** START OF The input **
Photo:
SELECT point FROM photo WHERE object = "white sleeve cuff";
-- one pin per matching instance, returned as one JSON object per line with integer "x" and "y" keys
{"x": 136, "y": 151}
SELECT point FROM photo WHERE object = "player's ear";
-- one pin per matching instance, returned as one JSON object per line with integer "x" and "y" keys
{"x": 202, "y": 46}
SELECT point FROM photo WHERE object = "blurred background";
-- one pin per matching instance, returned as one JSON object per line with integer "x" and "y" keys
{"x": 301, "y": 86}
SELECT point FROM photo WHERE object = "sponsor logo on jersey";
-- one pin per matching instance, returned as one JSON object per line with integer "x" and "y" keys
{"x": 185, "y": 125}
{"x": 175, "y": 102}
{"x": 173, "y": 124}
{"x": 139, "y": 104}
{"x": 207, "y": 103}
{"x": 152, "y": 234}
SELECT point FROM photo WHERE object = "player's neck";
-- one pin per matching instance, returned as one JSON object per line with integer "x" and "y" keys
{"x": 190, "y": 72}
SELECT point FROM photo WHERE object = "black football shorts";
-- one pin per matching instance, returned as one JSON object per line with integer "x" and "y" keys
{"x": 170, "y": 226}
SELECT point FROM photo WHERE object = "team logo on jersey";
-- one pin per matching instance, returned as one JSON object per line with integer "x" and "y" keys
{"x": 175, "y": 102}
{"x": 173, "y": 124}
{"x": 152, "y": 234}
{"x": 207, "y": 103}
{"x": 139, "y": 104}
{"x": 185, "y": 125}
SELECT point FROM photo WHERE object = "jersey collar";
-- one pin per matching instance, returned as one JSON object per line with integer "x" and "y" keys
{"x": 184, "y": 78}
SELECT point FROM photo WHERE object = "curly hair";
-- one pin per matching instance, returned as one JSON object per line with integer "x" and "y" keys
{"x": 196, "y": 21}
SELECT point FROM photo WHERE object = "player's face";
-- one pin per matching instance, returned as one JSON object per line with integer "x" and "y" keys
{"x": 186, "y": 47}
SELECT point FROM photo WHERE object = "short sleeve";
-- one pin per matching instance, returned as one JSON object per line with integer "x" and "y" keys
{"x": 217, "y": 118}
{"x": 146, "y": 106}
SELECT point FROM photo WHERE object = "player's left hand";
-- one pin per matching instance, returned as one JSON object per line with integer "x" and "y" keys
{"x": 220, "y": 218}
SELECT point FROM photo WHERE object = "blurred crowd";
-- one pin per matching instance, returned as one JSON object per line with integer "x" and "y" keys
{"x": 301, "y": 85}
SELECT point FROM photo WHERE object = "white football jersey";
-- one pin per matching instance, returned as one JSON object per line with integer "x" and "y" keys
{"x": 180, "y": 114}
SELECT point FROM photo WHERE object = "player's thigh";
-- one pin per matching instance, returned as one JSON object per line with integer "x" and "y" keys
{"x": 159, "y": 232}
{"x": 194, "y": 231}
** END OF The input **
** START OF The input **
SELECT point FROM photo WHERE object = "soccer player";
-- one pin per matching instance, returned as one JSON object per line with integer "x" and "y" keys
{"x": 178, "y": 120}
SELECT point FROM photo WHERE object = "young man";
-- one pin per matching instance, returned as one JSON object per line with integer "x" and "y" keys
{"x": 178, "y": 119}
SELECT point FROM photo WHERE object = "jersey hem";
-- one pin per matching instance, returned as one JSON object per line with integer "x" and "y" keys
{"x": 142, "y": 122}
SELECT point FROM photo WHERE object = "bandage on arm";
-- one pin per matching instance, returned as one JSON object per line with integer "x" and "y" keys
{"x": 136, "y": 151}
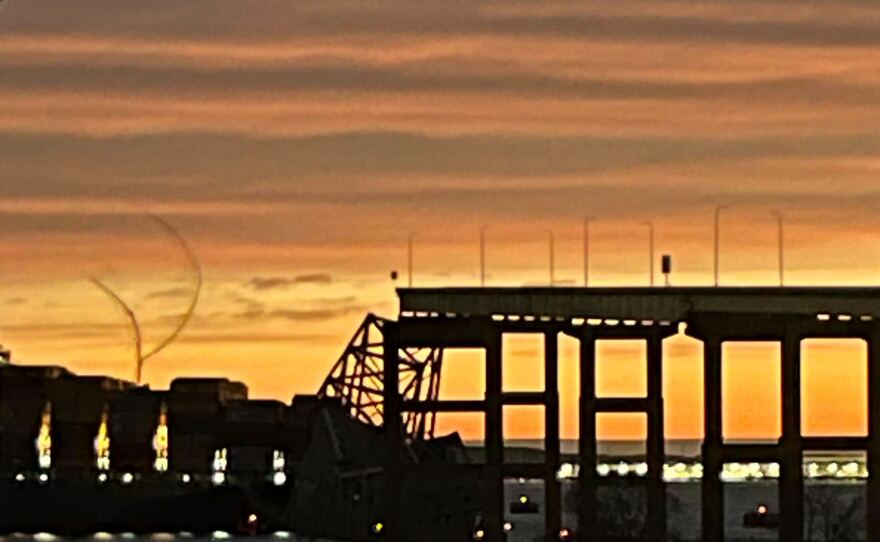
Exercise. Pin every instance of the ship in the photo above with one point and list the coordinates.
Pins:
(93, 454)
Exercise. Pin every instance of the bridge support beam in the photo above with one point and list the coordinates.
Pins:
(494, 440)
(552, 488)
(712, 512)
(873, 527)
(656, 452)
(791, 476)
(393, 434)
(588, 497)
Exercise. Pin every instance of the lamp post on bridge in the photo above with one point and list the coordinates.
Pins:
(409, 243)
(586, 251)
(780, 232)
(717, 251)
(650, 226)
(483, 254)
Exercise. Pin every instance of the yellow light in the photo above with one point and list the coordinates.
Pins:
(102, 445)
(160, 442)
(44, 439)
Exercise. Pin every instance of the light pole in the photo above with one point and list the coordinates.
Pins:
** END OF The input **
Required work –
How many lines of the items above contain the word "every"? Give only the number.

Solution to the exercise –
5